Esercizio → Trascrivi per intero il testo sulla vittoria di Biden alle elezioni americane, senza cambiare nulla.

Sezione di testo →
"""

Per capire la vittoria di Biden bisogna superare i soliti luoghi comuni

Le elezioni americane sono finite e, nonostante lo strascico di polemiche e ricorsi delineato dalla Casa Bianca, Joe Biden ha vinto. Se analizziamo i voti e le percentuali, emerge uno scenario molto diverso dalla narrazione tipica dei commentatori italiani.

Le elezioni possiamo riassumerle così: non è vero che i democratici abbiano vinto perché il candidato fosse un moderato. Non è vero che la sinistra americana vinca tra i ceti medio-alti e perda tra i poveri,  che i democratici vincano nel centro delle città e perdano e nelle periferie. Non è vero che i sondaggi abbiano sbagliato clamorosamente e che Donald Trump fosse un candidato debole.

Negli Stati Uniti la destra non vince nella periferia urbana, e neanche negli hinterland, al contrario di una tendenza che sta avvenendo invece in Europa e specialmente in Italia. Vince in campagna, dove ci sono le grandi famiglie della borghesia rurale benestante. Negli Stati Uniti la destra non vince tra i poveri, ma tra chi guadagna più di 100,000 dollari all’anno, mentre la sinistra non vince tra i più fortunati, ma tra i non laureati non bianchi, ovvero i più “ultimi” tra “gli ultimi” .

"""

Righe del dataset →
"""

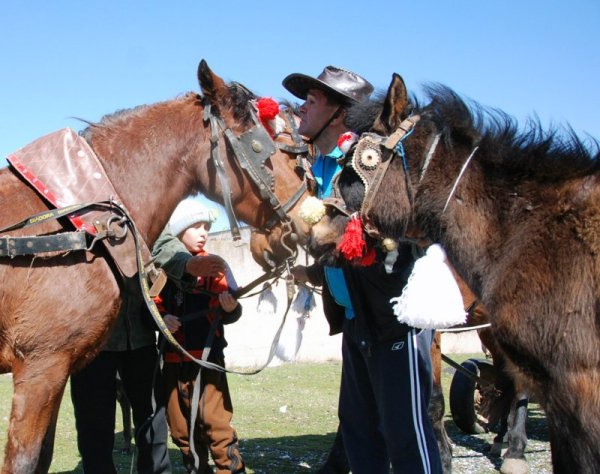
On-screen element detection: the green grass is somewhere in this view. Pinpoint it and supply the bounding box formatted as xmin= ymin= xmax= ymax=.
xmin=0 ymin=354 xmax=549 ymax=474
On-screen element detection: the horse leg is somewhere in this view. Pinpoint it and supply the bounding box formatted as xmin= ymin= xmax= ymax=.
xmin=427 ymin=333 xmax=452 ymax=474
xmin=117 ymin=372 xmax=132 ymax=454
xmin=35 ymin=395 xmax=62 ymax=473
xmin=500 ymin=391 xmax=529 ymax=474
xmin=2 ymin=357 xmax=68 ymax=474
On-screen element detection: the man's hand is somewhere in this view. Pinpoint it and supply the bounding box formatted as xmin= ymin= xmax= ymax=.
xmin=219 ymin=291 xmax=239 ymax=313
xmin=290 ymin=265 xmax=308 ymax=283
xmin=185 ymin=255 xmax=226 ymax=277
xmin=163 ymin=314 xmax=181 ymax=333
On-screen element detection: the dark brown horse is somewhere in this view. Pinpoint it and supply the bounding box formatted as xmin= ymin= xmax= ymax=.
xmin=314 ymin=75 xmax=600 ymax=473
xmin=0 ymin=61 xmax=310 ymax=473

"""

Soluzione →
Per capire la vittoria di Biden bisogna superare i soliti luoghi comuni

Le elezioni americane sono finite e, nonostante lo strascico di polemiche e ricorsi delineato dalla Casa Bianca, Joe Biden ha vinto. Se analizziamo i voti e le percentuali, emerge uno scenario molto diverso dalla narrazione tipica dei commentatori italiani.

Le elezioni possiamo riassumerle così: non è vero che i democratici abbiano vinto perché il candidato fosse un moderato. Non è vero che la sinistra americana vinca tra i ceti medio-alti e perda tra i poveri,  che i democratici vincano nel centro delle città e perdano e nelle periferie. Non è vero che i sondaggi abbiano sbagliato clamorosamente e che Donald Trump fosse un candidato debole.

Negli Stati Uniti la destra non vince nella periferia urbana, e neanche negli hinterland, al contrario di una tendenza che sta avvenendo invece in Europa e specialmente in Italia. Vince in campagna, dove ci sono le grandi famiglie della borghesia rurale benestante. Negli Stati Uniti la destra non vince tra i poveri, ma tra chi guadagna più di 100,000 dollari all’anno, mentre la sinistra non vince tra i più fortunati, ma tra i non laureati non bianchi, ovvero i più “ultimi” tra “gli ultimi” .